◆ PROBLEM REQUIREMENTS
Start at the line below containing "Body asks for one point per instance of the headlight" and stop at the line containing "Body asks for one point per instance of the dark". Repeat every line of that stretch exactly, and nothing outside it.

[Dataset items]
#####
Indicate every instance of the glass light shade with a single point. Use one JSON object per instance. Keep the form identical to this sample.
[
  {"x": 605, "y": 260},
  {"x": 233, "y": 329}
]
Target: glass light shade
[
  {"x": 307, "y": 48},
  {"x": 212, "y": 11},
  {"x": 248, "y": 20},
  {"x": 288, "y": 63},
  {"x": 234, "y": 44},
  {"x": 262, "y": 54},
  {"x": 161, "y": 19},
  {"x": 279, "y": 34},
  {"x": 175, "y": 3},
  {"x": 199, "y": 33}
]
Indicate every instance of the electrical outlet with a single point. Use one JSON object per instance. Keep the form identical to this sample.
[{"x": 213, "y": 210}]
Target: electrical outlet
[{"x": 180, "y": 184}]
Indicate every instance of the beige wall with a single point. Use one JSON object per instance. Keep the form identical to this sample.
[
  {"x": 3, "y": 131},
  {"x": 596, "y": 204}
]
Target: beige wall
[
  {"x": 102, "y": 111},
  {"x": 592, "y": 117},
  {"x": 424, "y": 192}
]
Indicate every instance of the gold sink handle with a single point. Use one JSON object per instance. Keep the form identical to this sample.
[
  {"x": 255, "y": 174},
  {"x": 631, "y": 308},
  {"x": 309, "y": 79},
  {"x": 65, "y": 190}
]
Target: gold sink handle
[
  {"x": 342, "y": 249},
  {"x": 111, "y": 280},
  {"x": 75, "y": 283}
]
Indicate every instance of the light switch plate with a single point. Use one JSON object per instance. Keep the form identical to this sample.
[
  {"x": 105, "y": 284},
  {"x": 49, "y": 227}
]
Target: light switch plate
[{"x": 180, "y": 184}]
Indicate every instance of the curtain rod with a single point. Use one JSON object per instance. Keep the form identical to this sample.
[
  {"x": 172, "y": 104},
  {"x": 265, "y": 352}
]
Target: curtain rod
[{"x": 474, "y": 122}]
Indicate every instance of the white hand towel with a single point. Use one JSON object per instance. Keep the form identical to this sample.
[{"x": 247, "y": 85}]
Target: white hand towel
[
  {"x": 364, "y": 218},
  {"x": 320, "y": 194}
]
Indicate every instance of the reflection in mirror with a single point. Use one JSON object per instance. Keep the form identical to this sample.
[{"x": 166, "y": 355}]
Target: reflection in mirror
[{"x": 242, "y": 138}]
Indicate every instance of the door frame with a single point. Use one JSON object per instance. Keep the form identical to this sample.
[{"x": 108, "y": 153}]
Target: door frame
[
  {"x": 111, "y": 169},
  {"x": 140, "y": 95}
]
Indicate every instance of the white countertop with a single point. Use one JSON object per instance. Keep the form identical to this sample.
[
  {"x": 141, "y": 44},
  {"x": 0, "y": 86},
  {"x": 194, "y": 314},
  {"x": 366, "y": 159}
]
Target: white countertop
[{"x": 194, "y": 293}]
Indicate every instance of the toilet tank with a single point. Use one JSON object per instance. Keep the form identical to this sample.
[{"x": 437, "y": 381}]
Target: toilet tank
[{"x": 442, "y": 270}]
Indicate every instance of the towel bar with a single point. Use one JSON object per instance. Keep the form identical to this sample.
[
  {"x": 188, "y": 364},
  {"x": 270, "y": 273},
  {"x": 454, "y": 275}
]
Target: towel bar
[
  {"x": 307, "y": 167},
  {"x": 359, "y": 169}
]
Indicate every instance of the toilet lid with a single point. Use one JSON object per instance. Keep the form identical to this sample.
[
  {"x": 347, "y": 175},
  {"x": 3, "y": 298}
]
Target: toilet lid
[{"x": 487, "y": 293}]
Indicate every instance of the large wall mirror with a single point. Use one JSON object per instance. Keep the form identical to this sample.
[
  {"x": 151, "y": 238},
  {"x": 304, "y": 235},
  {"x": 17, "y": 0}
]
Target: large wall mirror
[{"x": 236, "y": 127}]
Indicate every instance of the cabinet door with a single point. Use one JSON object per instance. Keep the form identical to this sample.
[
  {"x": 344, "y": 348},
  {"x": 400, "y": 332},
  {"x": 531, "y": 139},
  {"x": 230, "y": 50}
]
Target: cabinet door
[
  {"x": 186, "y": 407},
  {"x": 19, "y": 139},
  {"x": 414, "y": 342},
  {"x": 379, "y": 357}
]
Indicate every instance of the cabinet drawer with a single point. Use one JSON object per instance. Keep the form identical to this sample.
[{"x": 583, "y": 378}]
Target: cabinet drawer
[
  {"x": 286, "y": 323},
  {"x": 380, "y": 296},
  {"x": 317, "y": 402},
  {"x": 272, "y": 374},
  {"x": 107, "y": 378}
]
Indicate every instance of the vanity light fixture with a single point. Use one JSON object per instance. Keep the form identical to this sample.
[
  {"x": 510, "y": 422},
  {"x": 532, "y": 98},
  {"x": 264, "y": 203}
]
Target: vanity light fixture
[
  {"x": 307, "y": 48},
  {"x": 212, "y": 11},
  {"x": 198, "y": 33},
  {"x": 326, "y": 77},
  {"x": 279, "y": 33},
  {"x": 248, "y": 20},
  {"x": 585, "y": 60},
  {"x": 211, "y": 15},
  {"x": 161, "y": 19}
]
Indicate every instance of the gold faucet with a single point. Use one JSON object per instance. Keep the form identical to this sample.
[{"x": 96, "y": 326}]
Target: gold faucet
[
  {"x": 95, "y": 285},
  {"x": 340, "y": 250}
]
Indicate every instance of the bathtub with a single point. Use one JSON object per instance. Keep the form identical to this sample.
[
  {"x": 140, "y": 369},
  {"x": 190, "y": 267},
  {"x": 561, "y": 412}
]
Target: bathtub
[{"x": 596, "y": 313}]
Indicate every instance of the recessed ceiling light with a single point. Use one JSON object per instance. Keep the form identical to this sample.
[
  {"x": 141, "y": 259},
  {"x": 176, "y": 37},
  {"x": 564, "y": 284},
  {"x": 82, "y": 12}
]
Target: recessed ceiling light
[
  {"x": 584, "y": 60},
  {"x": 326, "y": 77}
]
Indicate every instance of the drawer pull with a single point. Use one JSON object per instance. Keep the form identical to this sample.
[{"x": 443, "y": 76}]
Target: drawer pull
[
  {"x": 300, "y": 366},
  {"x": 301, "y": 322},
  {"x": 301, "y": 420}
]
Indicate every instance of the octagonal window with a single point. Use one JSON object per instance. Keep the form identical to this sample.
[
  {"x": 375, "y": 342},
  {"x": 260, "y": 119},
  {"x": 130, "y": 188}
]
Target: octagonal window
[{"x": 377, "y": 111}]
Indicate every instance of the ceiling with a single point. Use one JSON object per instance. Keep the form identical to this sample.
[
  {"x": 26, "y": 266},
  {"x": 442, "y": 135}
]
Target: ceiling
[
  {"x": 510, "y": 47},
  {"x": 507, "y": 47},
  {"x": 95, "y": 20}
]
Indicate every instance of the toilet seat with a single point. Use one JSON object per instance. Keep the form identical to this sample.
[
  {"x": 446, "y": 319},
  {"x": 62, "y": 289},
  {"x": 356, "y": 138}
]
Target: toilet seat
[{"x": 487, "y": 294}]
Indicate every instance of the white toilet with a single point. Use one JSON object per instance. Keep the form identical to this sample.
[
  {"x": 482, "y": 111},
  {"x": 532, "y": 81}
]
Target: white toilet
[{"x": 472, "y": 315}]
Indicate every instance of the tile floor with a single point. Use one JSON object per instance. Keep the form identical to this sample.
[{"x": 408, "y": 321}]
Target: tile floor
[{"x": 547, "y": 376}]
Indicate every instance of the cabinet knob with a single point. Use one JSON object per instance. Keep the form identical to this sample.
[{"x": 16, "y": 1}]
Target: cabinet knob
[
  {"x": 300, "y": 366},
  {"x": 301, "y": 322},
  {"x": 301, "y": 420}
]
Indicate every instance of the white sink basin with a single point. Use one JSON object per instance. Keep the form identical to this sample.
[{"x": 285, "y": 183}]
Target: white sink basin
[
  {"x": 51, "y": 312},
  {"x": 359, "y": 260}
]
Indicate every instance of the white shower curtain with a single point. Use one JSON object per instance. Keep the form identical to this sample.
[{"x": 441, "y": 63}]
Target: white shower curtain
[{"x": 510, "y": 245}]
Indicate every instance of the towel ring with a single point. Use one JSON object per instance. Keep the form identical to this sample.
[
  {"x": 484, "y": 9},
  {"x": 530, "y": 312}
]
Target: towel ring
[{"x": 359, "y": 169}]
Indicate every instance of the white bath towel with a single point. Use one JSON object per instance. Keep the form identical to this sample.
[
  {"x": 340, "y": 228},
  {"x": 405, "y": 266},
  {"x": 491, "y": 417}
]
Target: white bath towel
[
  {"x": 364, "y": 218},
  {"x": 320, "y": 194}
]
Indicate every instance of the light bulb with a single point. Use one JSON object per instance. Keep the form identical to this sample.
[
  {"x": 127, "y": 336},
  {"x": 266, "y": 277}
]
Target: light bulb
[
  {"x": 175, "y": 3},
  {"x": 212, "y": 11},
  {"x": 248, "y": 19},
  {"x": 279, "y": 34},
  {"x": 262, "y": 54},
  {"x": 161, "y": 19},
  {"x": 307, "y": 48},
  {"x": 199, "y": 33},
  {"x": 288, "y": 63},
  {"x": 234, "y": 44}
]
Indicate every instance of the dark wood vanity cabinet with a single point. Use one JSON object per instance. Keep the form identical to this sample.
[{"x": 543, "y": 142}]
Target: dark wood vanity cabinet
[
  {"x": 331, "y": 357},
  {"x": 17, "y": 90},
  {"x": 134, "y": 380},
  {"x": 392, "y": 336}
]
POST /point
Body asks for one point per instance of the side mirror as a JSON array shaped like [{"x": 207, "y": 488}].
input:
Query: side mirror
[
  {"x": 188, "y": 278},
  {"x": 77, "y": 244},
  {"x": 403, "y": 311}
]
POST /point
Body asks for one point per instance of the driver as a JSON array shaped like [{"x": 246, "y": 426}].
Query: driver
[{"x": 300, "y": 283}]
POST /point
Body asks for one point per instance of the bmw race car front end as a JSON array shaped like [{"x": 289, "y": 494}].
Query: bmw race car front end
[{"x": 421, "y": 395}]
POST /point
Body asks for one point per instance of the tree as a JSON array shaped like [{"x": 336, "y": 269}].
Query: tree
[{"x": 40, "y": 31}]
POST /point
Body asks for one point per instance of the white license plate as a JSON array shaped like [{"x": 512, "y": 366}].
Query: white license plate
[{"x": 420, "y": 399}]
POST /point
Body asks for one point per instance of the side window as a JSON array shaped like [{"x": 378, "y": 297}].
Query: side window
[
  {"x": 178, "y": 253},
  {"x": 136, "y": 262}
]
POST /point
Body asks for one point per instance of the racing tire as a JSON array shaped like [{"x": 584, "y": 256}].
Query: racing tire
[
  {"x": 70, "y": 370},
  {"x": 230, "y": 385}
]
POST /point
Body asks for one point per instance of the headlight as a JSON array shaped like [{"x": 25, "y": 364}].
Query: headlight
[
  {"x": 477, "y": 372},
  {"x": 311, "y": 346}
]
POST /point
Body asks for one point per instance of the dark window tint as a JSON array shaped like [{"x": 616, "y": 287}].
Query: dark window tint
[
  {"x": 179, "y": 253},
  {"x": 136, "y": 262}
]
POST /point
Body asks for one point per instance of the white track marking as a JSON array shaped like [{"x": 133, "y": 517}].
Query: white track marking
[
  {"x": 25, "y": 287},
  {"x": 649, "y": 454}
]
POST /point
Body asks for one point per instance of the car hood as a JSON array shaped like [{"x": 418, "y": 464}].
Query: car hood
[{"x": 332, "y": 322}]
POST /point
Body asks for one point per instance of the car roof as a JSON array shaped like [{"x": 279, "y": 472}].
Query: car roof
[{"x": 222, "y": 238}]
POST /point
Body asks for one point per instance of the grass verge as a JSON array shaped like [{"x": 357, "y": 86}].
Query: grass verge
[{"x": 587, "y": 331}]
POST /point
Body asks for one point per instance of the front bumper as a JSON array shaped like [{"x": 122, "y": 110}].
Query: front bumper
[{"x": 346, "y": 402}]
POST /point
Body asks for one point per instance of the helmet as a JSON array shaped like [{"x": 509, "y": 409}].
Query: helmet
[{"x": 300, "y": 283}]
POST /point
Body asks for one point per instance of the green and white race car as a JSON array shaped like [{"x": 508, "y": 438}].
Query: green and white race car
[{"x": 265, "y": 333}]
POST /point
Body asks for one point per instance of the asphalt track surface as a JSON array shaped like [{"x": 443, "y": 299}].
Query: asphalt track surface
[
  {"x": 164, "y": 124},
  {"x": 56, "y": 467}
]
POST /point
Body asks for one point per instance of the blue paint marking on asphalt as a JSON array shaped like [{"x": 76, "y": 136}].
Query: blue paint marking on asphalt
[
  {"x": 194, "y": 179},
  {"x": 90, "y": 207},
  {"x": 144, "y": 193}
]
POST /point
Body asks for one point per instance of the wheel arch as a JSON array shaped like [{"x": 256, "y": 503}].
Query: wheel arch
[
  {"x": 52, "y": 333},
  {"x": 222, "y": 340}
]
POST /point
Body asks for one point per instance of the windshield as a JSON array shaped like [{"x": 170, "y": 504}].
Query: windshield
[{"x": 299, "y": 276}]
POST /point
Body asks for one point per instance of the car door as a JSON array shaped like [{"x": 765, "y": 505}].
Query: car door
#####
◆ WRITTEN RESPONSE
Body asks for one point per instance of the headlight as a JSON array shaped like [{"x": 25, "y": 364}].
Query: headlight
[
  {"x": 477, "y": 372},
  {"x": 311, "y": 346}
]
POST /point
Body asks for one point per instance of the dark window tint as a JSON array shaped like [{"x": 616, "y": 287}].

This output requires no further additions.